■ What to work on
Copy all of the data below word for word, but leave out the pictures.

■ Given data
+ + + + +

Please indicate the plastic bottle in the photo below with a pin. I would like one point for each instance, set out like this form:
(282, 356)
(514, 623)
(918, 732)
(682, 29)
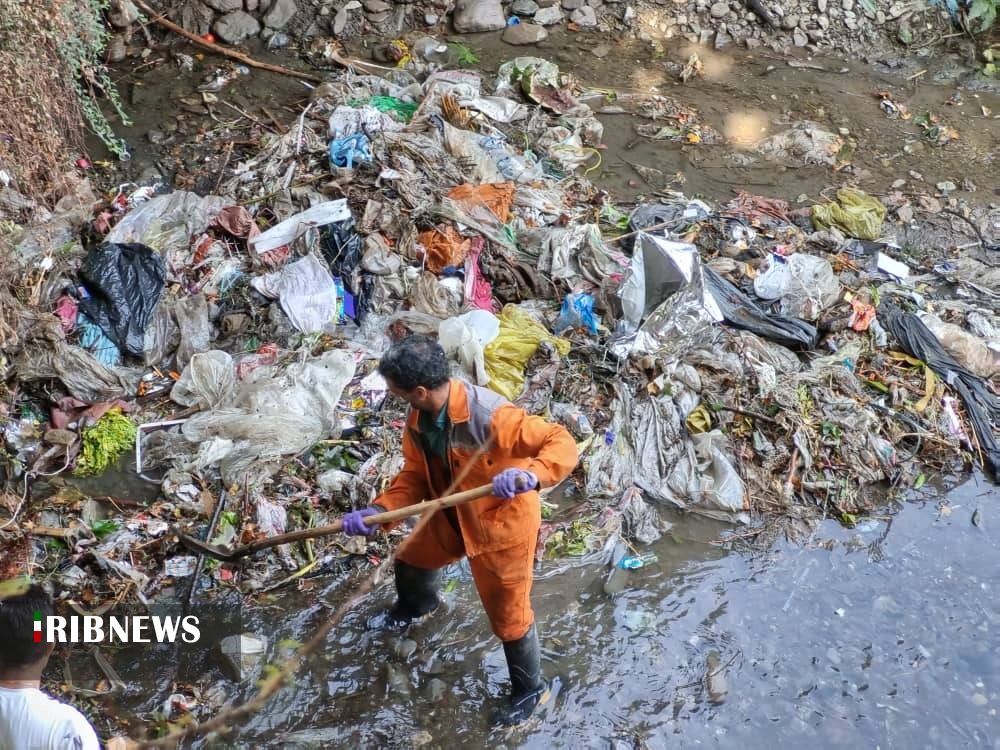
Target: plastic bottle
(631, 562)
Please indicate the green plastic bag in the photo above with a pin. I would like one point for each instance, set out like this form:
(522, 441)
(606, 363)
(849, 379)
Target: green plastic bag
(856, 214)
(508, 354)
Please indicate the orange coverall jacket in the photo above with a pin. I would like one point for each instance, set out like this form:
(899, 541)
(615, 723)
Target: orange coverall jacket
(521, 441)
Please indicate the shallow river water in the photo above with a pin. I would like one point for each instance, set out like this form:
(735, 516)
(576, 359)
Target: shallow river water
(882, 636)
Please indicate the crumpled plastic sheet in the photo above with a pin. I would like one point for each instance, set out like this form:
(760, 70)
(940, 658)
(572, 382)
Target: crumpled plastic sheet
(855, 213)
(464, 338)
(125, 282)
(208, 380)
(740, 311)
(705, 480)
(346, 121)
(439, 297)
(664, 299)
(305, 290)
(273, 414)
(637, 520)
(191, 314)
(508, 354)
(981, 403)
(287, 231)
(166, 223)
(802, 144)
(47, 356)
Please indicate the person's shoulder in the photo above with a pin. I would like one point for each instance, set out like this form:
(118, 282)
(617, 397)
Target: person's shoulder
(71, 730)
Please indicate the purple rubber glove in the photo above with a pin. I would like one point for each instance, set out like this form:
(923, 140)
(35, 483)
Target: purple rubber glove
(511, 482)
(355, 526)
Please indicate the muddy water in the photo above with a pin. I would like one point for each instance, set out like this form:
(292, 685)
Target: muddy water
(881, 636)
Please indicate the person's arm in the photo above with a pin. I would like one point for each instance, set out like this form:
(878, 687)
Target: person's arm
(550, 447)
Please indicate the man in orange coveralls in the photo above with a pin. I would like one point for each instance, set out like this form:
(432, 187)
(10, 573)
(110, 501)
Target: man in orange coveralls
(448, 421)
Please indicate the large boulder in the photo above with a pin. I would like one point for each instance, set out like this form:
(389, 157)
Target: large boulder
(472, 16)
(236, 27)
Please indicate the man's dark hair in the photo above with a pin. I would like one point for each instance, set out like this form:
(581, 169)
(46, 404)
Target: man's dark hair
(416, 360)
(17, 627)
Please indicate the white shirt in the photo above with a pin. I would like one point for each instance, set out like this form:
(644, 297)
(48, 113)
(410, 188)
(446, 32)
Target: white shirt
(31, 720)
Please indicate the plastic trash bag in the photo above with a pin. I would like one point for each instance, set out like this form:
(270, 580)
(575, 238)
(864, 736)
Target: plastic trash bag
(967, 349)
(287, 231)
(855, 213)
(805, 284)
(125, 282)
(47, 356)
(664, 301)
(195, 330)
(275, 413)
(981, 403)
(306, 292)
(740, 311)
(508, 354)
(705, 481)
(464, 338)
(676, 216)
(577, 311)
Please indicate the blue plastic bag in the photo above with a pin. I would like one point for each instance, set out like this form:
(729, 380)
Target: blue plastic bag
(578, 312)
(345, 151)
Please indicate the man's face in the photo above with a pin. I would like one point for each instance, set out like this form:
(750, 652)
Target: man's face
(418, 398)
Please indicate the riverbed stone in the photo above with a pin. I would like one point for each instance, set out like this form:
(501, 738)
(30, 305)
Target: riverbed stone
(236, 27)
(548, 16)
(280, 14)
(584, 17)
(524, 33)
(224, 6)
(472, 16)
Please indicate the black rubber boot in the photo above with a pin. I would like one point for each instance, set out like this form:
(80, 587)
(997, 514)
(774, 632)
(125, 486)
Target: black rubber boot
(416, 597)
(527, 688)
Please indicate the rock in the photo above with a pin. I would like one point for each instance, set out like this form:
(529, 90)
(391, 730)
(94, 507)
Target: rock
(224, 6)
(548, 16)
(236, 27)
(242, 654)
(436, 689)
(117, 48)
(59, 437)
(122, 14)
(584, 17)
(524, 33)
(278, 40)
(471, 16)
(280, 14)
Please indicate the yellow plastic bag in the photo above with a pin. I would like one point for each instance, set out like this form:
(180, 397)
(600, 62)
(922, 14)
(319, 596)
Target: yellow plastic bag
(856, 214)
(508, 354)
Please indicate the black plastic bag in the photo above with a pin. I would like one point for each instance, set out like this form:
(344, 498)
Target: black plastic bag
(740, 311)
(125, 282)
(918, 341)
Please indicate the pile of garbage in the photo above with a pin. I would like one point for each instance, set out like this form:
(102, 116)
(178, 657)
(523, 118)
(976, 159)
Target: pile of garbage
(742, 361)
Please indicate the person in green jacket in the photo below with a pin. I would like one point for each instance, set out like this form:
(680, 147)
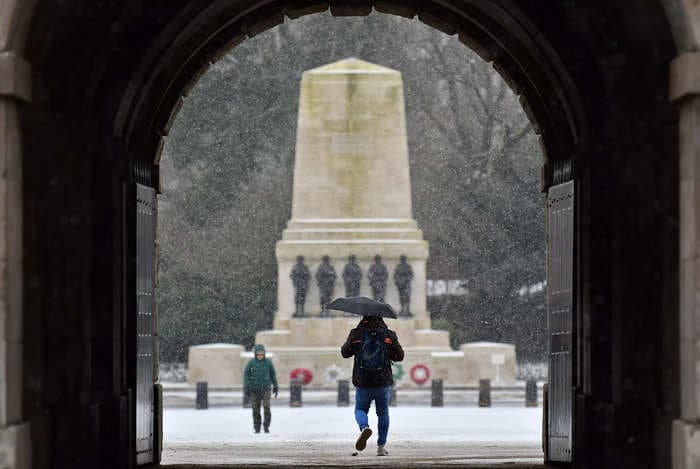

+ + + + +

■ Expected answer
Please indicate the plastic bottle in the photo below with a pin. I would like one point for each instance, set out like this form:
(282, 356)
(514, 623)
(918, 732)
(682, 29)
Target: plastic bottle
(631, 562)
Please indicate the green plastic bag in the photo above with a pin. I would like one point for each instance, set out like this form:
(522, 441)
(606, 363)
(849, 379)
Target: green plastic bag
(856, 214)
(508, 354)
Please indicate the orange coverall jacket in the photo above with a pin. I would like one point for each instance, set out like this form:
(899, 541)
(615, 723)
Target: orange coverall jacket
(521, 441)
Please indicate the shallow river water in the photo above with a pin. I would like one point for each instance, set out like this form:
(735, 516)
(576, 359)
Target: shallow river water
(882, 636)
Please indicate the crumpled plastic sheet in the photo above with a pin. I would like one point for each instance, set out like this form:
(760, 70)
(940, 658)
(572, 382)
Target: crumpled plastic sheet
(855, 213)
(464, 338)
(125, 282)
(208, 380)
(740, 311)
(705, 480)
(346, 121)
(439, 297)
(664, 299)
(305, 290)
(273, 414)
(637, 520)
(191, 314)
(508, 354)
(981, 403)
(287, 231)
(166, 223)
(802, 144)
(47, 356)
Please indicate the person's shoulder in the photo above with a pin. I would like one point for each instance, set out like this form:
(118, 282)
(617, 397)
Target: person's shoulder
(71, 730)
Please indicate the purple rubber glove in the photo above with a pin. I would like one point for each instance, set out like this form:
(923, 140)
(35, 483)
Target: purple rubber glove
(511, 482)
(355, 526)
Please indicate the muddy water in the photo above with a pin. I would like one point for each instance, set out like this form:
(292, 685)
Target: muddy water
(881, 636)
Please indicate the person's arm in the photo above with a pin. I would like one point for each instance, set out like this form:
(878, 687)
Target: person's arm
(550, 447)
Please indicate the man in orange coveralls in the photo above with a pin. I would like one point for each instance, set out like this form:
(432, 187)
(10, 573)
(110, 501)
Target: man in orange coveralls
(448, 421)
Please indicate the large boulder in the photo above with a pin. I would like one point for each instance, set out like this form:
(389, 157)
Target: large boulder
(472, 16)
(236, 27)
Please indicate the man's dark hair in the photo above with a pin. I would like one point for each instance, set out like this form:
(581, 169)
(46, 404)
Target: man's dark hair
(416, 360)
(17, 627)
Please indicate the white shirt in the photo above with a pin. I would like one point for each instance, set out like this form:
(644, 297)
(48, 113)
(410, 188)
(446, 32)
Target: white shirt
(31, 720)
Please indicate the plastic trash bag in the photo above with a pin. I would like one point for each instance, set out like this form:
(270, 580)
(575, 238)
(864, 736)
Target: plastic trash bag
(967, 349)
(287, 231)
(855, 213)
(805, 284)
(125, 282)
(47, 356)
(664, 301)
(195, 330)
(275, 413)
(981, 403)
(306, 292)
(740, 311)
(508, 354)
(705, 481)
(464, 338)
(676, 216)
(577, 311)
Please indicate the blue plastic bag in the photo above with a pin. I would like one point for each instance, set out like this form:
(729, 380)
Target: blue plastic bag
(578, 312)
(345, 151)
Please indicate the man's face in the photo above with a pin. I would like one point for each instance, set out like this form:
(750, 652)
Target: man's face
(418, 398)
Please indicate the riverbed stone in the photo above with a pin. I would like one point for each instance, set out like this form:
(501, 738)
(30, 305)
Target: riverbed stone
(236, 27)
(548, 16)
(280, 14)
(584, 17)
(524, 33)
(224, 6)
(472, 16)
Please indicate the black rubber boot in the photo above with a pin. I would like one point for each instance, set out like this form:
(80, 587)
(997, 514)
(774, 632)
(125, 486)
Target: black rubber boot
(416, 597)
(527, 688)
Please indicate the rock in the photo above with a pin. I would like one point for each instance, set out like this form:
(529, 90)
(391, 730)
(94, 507)
Target: rock
(224, 6)
(548, 16)
(236, 27)
(242, 654)
(436, 689)
(117, 48)
(59, 437)
(122, 14)
(584, 17)
(524, 33)
(278, 40)
(471, 16)
(280, 14)
Please indicate the yellow plastic bag in the photo above with a pin. I would like one point for each instance, set out like this form:
(180, 397)
(600, 62)
(922, 14)
(319, 596)
Target: yellow plastic bag
(856, 214)
(508, 354)
Please indicate the black plastic bag in the photo above with a pin. I would like one point for each instance, set out like this form:
(344, 498)
Target: black plastic bag
(740, 311)
(125, 282)
(918, 341)
Please indicate the pile of garbage in the photo above with a pin. I would like one point for each instance, set out like this form:
(102, 116)
(178, 657)
(523, 118)
(976, 159)
Target: pile of garbage
(742, 361)
Please indicate the person in green jacket in the photo below with a pin. I would like one point for each instance, set out like this form:
(680, 147)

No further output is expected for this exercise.